Source passage:
-=-=-
Spain permanently settled the land and founded St. Augustine,. (1565).

Spain had, outside of the discoveries of Columbus and the grant of the Pope, the best claims to Florida.

But her mighty rivals never slept. France claimed the land in 1628; England claimed a portion of the Eastern part in 1629; the Spanish and French commandants, in 1702, when England was their common enemy, settled the boundary at the Perdido River.

In 1763, by the Treaty of Paris, Spain ceded the Floridas to Great Britain, who promptly took possession. This was the famous settlement, as a result of the Seven Years War.

The formula read: East of the Mississippi, except New Orleans ceded to Great Britain, and West of the Mississippi, with New Orleans ceded to Spain.

The northern boundary of Florida was then (1763) the 31° No.

Lat.

In 1768 England extended the boundary northward to the parallel (32° 25' N. Lat.) of the mouth of the Yazoo river.

In 1779, Galvez commenced the reconquest of West Florida. With a little army of 1,434 men and a little flotilla of one 24, five 18 and four 4-pounders, in about three weeks he took Fort Bute on Bayou Manchac, the post of Baton Rouge, and Fort Panmure; and finally on May 1, 1781, Pensacola and the whole of West Florida was surrendered to Galvez, who was made captain-general of Louisiana and West Florida.
-=-=-
Dataset section:
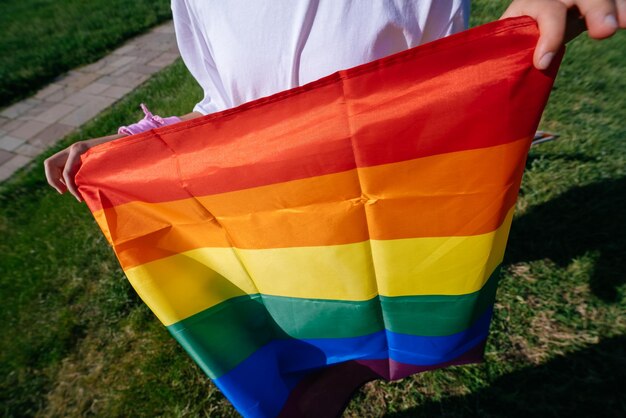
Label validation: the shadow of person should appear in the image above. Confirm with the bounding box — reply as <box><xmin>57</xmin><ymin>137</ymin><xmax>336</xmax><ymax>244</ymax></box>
<box><xmin>504</xmin><ymin>177</ymin><xmax>626</xmax><ymax>302</ymax></box>
<box><xmin>385</xmin><ymin>336</ymin><xmax>626</xmax><ymax>418</ymax></box>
-=-=-
Exercise requirements:
A. According to the Florida history passage, in what year and by what treaty did Spain cede the Floridas to Great Britain?
B. Reproduce the stretch of the Florida history passage from "In 1779, Galvez" through "and West Florida.".
C. Summarize the Florida history passage in two sentences.

Solution set:
A. In 1763, by the Treaty of Paris.

B.
In 1779, Galvez commenced the reconquest of West Florida. With a little army of 1,434 men and a little flotilla of one 24, five 18 and four 4-pounders, in about three weeks he took Fort Bute on Bayou Manchac, the post of Baton Rouge, and Fort Panmure; and finally on May 1, 1781, Pensacola and the whole of West Florida was surrendered to Galvez, who was made captain-general of Louisiana and West Florida.

C. Spain permanently settled Florida and founded St. Augustine in 1565, but France and England also claimed parts of the land, and in 1763 the Treaty of Paris ceded the Floridas to Great Britain as a result of the Seven Years War. Beginning in 1779, Galvez reconquered West Florida, taking several posts and finally receiving the surrender of Pensacola and the whole of West Florida on May 1, 1781.